**Task instructions:**
Convert only the lines that run from the one containing "the puppy's closed" through the end of the entries into a Markdown table with the columns Row and Entry Line, numbering each line and skipping blank ones.

====== Records

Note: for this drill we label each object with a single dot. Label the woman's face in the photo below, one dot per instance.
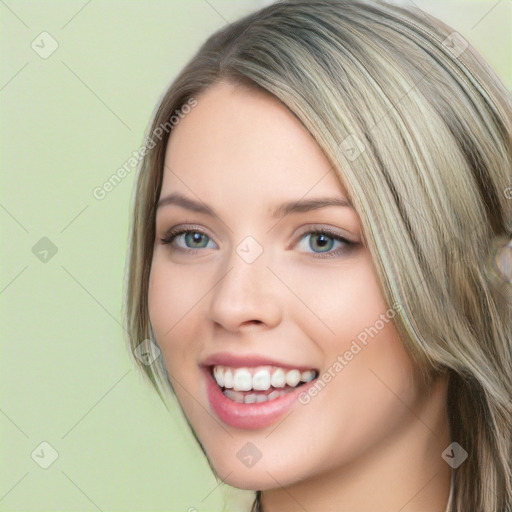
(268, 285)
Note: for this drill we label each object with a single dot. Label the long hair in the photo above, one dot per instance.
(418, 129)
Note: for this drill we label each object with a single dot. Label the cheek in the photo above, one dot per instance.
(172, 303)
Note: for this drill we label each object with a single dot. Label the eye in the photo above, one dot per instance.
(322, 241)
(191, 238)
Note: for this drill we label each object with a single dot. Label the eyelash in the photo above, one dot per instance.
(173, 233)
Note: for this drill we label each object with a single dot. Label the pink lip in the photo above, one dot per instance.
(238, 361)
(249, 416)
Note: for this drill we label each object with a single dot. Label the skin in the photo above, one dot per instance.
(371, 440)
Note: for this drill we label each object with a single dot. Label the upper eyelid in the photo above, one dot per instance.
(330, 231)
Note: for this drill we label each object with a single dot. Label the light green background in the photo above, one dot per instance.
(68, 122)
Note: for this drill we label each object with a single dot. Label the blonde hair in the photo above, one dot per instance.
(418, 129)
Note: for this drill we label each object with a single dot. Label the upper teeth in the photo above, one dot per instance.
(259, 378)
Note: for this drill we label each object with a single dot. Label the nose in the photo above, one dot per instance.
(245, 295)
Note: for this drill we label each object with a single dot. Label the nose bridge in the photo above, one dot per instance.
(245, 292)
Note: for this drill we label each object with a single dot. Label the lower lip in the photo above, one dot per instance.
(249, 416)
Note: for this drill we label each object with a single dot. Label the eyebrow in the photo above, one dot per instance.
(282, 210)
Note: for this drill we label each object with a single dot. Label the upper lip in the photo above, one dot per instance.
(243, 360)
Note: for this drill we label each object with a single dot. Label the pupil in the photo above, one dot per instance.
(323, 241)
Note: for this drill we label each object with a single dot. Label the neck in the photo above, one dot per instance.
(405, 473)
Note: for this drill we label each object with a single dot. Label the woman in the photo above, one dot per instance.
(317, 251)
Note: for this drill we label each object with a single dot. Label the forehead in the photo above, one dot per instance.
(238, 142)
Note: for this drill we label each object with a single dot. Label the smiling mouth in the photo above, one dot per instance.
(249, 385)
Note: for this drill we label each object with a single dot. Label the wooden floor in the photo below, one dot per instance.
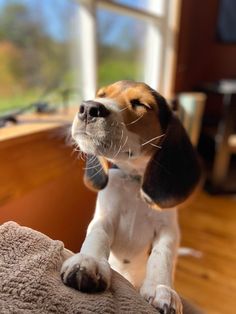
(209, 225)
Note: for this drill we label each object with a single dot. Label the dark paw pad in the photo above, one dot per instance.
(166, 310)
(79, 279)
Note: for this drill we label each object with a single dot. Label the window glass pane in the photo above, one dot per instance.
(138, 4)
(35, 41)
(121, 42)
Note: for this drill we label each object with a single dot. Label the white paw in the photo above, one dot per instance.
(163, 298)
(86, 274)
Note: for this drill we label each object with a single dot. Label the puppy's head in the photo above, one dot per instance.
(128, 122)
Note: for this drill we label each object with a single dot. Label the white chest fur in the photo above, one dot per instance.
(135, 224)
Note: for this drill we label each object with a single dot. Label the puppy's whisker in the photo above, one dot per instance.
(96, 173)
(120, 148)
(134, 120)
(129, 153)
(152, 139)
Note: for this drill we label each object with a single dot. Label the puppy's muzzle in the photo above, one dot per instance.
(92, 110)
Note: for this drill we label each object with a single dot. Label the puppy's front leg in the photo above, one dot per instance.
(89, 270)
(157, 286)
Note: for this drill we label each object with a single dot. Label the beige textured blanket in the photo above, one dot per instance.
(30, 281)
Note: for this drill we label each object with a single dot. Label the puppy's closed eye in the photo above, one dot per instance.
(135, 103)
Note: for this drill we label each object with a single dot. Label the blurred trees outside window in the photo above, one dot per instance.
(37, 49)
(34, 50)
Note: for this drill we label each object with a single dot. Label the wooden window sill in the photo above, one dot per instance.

============

**Answer to the exercise:**
| Row | Entry Line |
|---|---|
| 1 | Note: for this drill we label each object with a single dot. Label the puppy's closed eye in the photo above, one dot per instance. |
| 2 | (135, 103) |
| 3 | Note: for this drill we label each object with a single dot. Label the blurred trees outside window in the photo above, one dot per instance. |
| 4 | (37, 49) |
| 5 | (34, 50) |
| 6 | Note: for this drill we label each object with a single dot. Label the wooden window sill in the photo above, one dot per instance. |